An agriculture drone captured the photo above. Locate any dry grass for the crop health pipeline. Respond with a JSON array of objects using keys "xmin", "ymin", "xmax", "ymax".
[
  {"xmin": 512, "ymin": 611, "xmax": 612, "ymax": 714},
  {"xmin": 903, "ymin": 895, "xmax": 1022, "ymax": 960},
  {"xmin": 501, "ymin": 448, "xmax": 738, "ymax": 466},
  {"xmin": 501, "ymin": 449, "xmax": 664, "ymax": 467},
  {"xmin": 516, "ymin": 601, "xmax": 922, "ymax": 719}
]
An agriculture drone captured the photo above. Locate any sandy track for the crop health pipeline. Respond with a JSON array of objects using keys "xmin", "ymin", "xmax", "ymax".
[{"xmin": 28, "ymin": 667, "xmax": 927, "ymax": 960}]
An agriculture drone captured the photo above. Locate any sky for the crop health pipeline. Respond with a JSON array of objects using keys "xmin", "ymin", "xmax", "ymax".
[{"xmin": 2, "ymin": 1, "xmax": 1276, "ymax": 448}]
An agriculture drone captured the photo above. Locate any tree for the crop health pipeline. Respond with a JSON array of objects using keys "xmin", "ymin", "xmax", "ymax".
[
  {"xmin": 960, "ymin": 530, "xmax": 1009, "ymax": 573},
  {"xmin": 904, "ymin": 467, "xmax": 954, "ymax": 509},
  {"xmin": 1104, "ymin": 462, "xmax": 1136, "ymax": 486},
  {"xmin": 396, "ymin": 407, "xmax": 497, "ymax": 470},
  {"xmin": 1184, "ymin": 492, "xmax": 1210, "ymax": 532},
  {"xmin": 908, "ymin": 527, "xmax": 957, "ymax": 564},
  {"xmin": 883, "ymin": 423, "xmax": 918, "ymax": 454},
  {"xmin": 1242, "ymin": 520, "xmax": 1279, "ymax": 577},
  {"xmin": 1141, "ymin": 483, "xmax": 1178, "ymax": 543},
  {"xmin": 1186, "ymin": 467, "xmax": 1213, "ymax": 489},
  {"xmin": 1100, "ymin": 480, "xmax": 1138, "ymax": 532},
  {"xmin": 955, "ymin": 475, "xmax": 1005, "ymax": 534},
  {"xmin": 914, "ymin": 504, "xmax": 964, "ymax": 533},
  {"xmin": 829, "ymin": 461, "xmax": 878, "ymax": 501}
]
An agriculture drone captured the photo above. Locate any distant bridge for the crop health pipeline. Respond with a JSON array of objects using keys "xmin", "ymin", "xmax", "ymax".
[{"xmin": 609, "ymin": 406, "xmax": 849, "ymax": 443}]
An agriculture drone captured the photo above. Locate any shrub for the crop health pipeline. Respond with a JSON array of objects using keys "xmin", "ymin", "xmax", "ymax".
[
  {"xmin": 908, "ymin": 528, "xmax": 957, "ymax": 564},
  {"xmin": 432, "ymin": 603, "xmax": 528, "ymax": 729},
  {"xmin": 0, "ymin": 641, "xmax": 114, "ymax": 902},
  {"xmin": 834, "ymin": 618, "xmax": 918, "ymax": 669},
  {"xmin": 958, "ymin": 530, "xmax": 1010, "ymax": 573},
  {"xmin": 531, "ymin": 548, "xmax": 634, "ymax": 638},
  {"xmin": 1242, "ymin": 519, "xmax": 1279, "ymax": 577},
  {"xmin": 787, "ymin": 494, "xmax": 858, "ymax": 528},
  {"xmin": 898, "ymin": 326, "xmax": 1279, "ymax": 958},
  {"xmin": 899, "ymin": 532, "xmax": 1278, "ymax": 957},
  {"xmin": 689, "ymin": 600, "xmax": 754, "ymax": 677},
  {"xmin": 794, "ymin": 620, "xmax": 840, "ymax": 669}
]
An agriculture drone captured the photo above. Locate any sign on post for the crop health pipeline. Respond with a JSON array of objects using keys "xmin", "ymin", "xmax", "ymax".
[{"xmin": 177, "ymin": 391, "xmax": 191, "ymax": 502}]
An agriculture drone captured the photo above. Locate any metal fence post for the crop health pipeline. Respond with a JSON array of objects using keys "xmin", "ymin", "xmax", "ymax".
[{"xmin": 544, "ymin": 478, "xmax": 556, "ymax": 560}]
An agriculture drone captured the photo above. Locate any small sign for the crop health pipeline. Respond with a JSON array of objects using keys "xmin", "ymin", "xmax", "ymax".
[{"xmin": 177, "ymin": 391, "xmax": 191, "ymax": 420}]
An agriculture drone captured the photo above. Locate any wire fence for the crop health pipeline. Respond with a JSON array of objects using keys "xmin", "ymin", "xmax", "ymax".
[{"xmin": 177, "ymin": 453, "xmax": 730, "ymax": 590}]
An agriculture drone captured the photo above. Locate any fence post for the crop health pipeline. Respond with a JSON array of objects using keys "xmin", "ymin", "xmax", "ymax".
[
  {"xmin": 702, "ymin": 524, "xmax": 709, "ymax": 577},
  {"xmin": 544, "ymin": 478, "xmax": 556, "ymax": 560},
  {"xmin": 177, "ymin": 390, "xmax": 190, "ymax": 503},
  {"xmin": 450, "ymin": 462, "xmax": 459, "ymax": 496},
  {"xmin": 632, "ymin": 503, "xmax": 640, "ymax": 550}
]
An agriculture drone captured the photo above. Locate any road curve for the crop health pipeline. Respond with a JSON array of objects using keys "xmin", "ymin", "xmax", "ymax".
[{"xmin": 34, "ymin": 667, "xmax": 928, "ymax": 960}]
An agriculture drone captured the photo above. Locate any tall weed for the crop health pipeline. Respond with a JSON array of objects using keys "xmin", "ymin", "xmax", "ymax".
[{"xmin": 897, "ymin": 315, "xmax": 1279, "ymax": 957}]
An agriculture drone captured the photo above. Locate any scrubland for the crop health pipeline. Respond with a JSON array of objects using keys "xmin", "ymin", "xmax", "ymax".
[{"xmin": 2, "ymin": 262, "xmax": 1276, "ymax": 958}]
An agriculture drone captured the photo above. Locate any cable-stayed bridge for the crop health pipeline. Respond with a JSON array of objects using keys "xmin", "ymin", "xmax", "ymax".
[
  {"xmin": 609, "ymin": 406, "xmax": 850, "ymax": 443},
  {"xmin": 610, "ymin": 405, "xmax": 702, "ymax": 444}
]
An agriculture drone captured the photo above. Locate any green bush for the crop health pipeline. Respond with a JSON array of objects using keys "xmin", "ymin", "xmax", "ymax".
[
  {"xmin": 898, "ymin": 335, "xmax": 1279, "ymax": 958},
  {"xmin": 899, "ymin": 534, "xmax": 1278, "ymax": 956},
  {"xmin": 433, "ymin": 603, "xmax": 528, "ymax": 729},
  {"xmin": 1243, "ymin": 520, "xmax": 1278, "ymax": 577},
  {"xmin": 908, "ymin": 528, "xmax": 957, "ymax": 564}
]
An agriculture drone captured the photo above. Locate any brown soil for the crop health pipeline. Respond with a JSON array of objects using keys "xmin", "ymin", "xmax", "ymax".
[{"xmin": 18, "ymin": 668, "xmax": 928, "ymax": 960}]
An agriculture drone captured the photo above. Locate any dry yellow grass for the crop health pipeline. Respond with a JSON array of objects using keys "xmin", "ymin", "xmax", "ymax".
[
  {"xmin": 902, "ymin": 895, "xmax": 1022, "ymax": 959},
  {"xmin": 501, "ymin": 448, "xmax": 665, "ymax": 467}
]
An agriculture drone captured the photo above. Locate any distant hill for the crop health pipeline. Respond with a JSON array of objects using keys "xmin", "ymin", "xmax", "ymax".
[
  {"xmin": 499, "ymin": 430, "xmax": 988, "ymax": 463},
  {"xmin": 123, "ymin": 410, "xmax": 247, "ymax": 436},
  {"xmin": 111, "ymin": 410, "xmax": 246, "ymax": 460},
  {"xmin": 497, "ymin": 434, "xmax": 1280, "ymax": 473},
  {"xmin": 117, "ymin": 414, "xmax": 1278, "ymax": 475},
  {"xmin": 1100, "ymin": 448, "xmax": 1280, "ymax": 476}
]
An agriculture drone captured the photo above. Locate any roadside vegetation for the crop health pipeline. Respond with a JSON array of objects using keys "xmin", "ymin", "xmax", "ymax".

__________________________________________________

= Aim of the task =
Write out the lines of the records exactly, starting at the one holding "any dry yellow" and ending with the last line, and include no others.

= Written answer =
An agriculture drone captured the photo above. Locate any dry yellow grass for the crop health pipeline. Respond with a JSON array of objects using keys "xmin", "ymin", "xmax", "ymax".
[
  {"xmin": 902, "ymin": 895, "xmax": 1022, "ymax": 959},
  {"xmin": 501, "ymin": 448, "xmax": 665, "ymax": 467}
]
An agriculture drone captured the photo above. Locate any distant hill for the crop health pipeline. Respond with a JSON array of objects using keys "xmin", "ymin", "xmax", "ymax".
[
  {"xmin": 499, "ymin": 430, "xmax": 988, "ymax": 463},
  {"xmin": 123, "ymin": 410, "xmax": 247, "ymax": 436},
  {"xmin": 111, "ymin": 410, "xmax": 246, "ymax": 460},
  {"xmin": 497, "ymin": 434, "xmax": 1280, "ymax": 473},
  {"xmin": 117, "ymin": 414, "xmax": 1278, "ymax": 475},
  {"xmin": 1100, "ymin": 448, "xmax": 1280, "ymax": 476}
]
An agriculture drone captured the photo above. Locate any roadside vegetation for the crop health pipeline. Respond with a JSON array of objects using keys "xmin", "ymin", "xmax", "ymax".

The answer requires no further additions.